◆ Excerpted passage
— begin —

Disclaimer:

This is only a beta version of sampcompR. It is still in development and may contain bugs. If you use the package and a bug crosses your way, feel free to contact the Author (bjoern.rohr@gesis.org).

sampcompR sampcompR website

R-CMD-check

SampcompR aims to compare the similarity of one or more data frames with one or more benchmark data frames. This is done on a univariate, bivariate, and multivariate level. The main intention of the package was to compare surveys to benchmark surveys, although other comparisons are also viable. (e.g., mode-comparisons)

Installation

You can install the development version of sampcompR like so:

### Install the dependencies
install.packages("devtools")

# install.packages(c("boot", boot.pval, "data.table", "dplyr", "ggplot2", "Hmisc", "jtools","lmtest", "magrittr", "margins", "parallel", "psych", "reshape2", "readr", "svrep", "sandwich", "stats", "survey", "tidyselect", "utils","weights", "wooldridge"))

— end —

◆ Task list
1) Could you write out the stretch of the sampcompR overview from "SampcompR aims to" through "viable. (e.g., mode-comparisons)"?
2) At which levels does the sampcompR overview say the comparison is made?
3) Could you carry the sampcompR overview on from the point where it stops?

(Bounding box annotation data)
— begin —

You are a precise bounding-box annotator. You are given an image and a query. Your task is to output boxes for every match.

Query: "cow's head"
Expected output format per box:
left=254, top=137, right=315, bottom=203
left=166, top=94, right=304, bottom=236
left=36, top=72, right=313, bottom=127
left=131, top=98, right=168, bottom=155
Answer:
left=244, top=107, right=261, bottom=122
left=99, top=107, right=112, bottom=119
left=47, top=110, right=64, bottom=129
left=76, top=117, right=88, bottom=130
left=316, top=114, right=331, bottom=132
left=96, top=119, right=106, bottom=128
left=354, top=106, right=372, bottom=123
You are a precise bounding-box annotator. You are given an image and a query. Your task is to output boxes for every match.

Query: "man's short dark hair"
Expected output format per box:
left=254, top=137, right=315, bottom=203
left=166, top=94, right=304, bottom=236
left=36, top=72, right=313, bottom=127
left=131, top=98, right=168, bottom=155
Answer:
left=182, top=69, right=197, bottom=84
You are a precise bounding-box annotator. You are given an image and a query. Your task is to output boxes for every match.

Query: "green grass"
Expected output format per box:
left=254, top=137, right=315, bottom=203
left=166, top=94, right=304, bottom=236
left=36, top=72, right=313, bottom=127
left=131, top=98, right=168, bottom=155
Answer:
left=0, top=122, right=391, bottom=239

— end —

◆ Results of the exercise
1)
SampcompR aims to compare the similarity of one or more data frames with one or more benchmark data frames. This is done on a univariate, bivariate, and multivariate level. The main intention of the package was to compare surveys to benchmark surveys, although other comparisons are also viable. (e.g., mode-comparisons)

2) Univariate, bivariate, and multivariate.

3)
### Install the package
devtools::install_github("BjoernRohr/sampcompR")

library(sampcompR)

Example

Prepare the Data

When using the package, the first step is to load your data. It is essential that the variables of comparison in the data frames and respective benchmark data frames need to be named the same. Additionally, it is best to try to measure the same constructs similarly. For example, if you want to compare two surveys, it is best if the same questions were used in the respective surveys for the variables of comparison.

In our example, we will use the card data frame from the wooldrige package as a base and split it into different sub-data frames. To keep our examples simple, we will not use design weights, although design weights can make a huge difference.

# install and load some additional packages for this readme
#install.packages("wooldridge","magrittr","knitr","kableExtra")
library(wooldridge)
library(magrittr)
library(knitr)
library(kableExtra)


card<-wooldridge::card

# we recode the married variable to a dummy, idicating of the respondents are married or not, which will be needed later. 
card$married[card$married!=1]<-0

south<-card[card$south==1,] # only respondets that lived in the south
north<-card[card$south==0,] # only respondets that lived in the north
black<-card[card$black==1,] # only black respondets.
white<-card[card$black==0,] # only white respondets.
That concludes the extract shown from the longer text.